§ Work task
Filter the lines below, keeping each one that holds "mane".

· · · · · · ·

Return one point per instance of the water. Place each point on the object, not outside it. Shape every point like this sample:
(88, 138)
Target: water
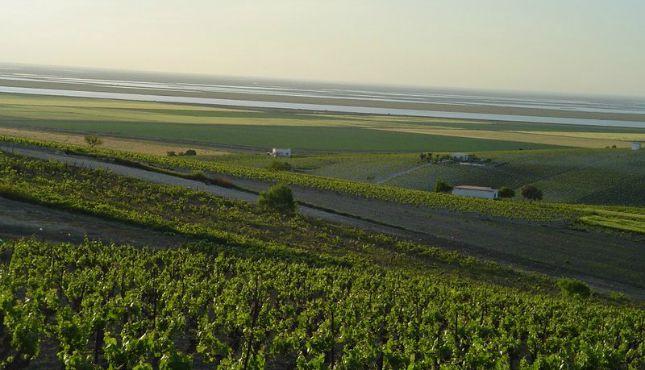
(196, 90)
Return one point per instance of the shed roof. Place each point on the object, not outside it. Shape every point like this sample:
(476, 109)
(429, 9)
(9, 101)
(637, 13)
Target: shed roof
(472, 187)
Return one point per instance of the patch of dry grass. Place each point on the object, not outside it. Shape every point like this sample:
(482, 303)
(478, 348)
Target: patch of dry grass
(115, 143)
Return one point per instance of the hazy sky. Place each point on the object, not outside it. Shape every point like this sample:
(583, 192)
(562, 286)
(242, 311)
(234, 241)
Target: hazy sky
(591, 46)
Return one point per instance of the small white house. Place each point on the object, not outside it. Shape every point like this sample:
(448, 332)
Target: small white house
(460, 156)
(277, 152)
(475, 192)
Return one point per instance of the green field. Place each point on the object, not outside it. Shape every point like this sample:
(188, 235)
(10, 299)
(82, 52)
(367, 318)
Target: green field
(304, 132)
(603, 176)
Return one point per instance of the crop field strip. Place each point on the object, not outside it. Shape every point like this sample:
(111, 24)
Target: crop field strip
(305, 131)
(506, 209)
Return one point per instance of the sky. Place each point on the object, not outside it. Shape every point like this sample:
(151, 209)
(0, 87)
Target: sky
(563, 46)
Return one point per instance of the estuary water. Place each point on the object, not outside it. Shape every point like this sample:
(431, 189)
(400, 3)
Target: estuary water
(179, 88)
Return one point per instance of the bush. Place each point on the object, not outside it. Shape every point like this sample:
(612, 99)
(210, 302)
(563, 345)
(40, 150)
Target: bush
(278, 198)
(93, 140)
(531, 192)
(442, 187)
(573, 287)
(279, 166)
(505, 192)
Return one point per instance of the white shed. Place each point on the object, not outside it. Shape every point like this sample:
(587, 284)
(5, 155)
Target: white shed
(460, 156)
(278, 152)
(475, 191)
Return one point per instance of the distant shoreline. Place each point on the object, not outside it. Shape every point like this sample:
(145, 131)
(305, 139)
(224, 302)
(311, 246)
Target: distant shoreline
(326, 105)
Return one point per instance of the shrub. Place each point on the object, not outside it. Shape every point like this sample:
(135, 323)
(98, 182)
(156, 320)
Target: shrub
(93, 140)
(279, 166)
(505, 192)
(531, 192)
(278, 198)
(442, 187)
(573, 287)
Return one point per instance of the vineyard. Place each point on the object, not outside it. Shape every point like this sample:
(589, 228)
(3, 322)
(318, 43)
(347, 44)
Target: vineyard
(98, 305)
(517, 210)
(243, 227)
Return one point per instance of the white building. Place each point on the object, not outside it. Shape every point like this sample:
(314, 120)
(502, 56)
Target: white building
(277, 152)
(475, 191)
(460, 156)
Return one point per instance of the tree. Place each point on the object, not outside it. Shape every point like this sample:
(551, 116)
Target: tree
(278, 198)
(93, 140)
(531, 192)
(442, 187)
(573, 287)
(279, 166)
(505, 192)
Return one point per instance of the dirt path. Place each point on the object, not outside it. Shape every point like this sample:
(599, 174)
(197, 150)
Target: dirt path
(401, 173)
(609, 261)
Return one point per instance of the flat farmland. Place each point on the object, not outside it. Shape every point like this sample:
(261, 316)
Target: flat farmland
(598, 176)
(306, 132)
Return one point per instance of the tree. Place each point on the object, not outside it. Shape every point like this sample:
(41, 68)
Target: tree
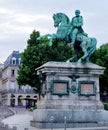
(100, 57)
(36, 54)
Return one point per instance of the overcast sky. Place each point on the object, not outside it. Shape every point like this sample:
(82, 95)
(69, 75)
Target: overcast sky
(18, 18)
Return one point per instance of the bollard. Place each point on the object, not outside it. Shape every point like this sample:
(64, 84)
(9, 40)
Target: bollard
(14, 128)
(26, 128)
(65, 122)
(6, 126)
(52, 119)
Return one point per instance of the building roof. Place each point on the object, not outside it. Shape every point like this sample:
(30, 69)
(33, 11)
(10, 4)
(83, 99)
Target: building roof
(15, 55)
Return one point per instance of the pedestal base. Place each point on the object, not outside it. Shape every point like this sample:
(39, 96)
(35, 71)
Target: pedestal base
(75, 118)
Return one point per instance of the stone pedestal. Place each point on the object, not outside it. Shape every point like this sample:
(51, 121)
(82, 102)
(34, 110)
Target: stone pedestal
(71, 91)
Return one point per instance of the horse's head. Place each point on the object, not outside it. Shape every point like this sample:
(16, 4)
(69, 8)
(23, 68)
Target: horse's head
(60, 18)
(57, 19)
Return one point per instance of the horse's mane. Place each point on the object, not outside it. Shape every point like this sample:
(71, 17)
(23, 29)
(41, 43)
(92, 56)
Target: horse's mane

· · · · · · ·

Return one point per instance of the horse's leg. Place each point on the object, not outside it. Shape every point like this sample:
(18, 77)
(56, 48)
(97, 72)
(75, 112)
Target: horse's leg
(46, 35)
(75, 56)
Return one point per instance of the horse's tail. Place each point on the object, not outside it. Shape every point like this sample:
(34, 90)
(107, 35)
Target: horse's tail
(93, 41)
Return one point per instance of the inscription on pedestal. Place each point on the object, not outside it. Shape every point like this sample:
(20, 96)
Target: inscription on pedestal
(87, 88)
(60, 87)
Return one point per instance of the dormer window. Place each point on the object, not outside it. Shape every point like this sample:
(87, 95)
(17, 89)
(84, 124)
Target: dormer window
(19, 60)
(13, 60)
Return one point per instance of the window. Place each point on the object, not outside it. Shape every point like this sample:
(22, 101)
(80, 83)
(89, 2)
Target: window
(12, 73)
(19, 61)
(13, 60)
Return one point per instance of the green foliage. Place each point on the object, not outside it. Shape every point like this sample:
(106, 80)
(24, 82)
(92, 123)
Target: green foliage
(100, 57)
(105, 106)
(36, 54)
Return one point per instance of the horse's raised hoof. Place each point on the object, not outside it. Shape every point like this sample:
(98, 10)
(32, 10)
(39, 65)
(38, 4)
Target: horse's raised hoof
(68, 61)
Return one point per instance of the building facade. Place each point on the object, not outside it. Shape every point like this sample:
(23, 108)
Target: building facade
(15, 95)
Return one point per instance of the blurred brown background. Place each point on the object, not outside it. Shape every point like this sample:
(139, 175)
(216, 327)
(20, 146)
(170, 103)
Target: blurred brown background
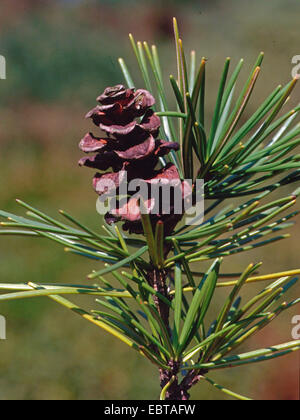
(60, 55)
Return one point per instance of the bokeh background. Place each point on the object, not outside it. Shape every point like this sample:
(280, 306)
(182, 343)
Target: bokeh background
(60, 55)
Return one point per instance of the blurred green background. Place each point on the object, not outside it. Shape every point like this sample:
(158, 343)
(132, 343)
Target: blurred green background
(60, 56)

· · · · · · ·

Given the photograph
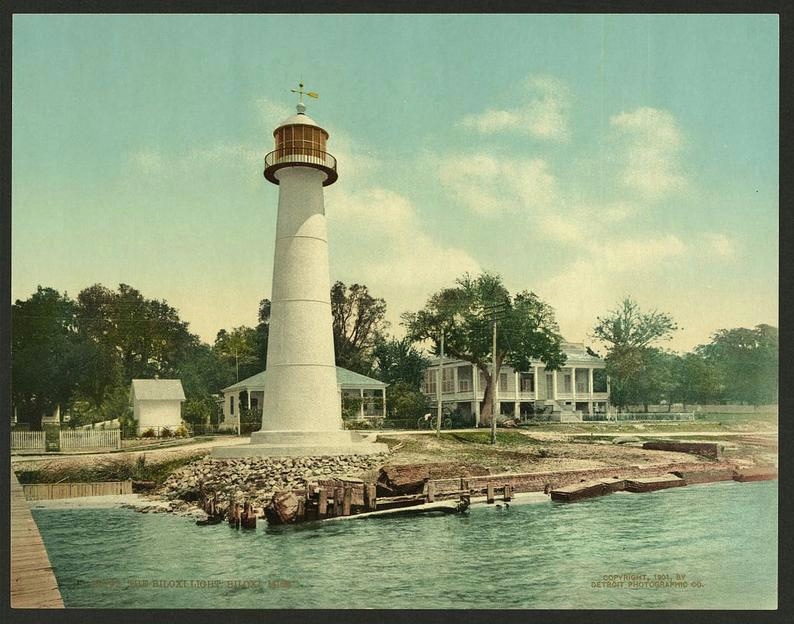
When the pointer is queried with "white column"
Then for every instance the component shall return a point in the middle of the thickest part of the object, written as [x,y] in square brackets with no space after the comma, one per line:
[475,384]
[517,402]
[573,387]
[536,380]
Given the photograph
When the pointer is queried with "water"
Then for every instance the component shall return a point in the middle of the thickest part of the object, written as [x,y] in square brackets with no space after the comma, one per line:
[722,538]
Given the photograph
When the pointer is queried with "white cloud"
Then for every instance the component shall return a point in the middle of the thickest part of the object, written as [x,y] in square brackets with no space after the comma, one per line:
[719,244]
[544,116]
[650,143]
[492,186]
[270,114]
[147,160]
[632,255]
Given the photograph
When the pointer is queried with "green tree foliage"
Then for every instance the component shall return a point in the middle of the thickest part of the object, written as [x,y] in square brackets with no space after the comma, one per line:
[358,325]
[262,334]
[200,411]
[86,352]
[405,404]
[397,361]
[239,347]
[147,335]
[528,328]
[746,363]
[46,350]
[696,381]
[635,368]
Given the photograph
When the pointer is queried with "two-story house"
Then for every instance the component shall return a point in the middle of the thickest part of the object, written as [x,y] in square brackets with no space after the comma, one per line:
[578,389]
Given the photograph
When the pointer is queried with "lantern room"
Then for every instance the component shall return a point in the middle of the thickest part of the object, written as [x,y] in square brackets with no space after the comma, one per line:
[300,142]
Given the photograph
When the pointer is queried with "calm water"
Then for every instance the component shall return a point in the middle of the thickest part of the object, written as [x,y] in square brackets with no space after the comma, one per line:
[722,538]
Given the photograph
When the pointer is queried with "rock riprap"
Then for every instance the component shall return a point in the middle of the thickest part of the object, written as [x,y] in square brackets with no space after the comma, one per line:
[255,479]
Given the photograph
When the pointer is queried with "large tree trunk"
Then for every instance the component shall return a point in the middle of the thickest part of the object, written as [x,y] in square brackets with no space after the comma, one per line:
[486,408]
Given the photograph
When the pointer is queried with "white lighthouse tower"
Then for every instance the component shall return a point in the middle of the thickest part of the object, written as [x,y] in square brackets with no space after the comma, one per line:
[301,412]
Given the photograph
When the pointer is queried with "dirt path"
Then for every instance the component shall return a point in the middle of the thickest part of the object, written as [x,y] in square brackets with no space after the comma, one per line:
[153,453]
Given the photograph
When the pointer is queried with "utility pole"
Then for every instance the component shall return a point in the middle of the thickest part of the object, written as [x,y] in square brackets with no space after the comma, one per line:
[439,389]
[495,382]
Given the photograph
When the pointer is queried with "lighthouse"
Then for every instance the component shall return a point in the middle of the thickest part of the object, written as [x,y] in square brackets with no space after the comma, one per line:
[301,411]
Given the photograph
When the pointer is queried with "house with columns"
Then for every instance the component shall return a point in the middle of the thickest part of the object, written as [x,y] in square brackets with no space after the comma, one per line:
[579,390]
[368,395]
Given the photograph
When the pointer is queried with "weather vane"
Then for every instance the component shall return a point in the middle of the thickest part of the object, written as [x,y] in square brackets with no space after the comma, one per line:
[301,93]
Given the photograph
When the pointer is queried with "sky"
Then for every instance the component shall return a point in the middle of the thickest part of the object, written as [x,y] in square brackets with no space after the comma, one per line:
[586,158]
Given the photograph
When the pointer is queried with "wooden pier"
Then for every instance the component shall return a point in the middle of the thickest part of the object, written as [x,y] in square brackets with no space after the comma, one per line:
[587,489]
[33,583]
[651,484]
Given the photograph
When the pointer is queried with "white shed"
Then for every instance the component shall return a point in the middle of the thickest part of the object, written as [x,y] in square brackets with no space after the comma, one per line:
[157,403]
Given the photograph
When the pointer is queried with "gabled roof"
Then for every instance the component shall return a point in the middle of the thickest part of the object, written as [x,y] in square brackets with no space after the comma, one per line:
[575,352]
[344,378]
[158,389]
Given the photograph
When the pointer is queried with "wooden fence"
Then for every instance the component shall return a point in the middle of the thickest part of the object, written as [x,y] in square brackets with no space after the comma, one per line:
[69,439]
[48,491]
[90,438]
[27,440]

· · · · · · ·

§ Written response
Return one point per instance of the horse's mane. Place each point on the object, not outside it. Shape every point like this sample:
Target: horse's mane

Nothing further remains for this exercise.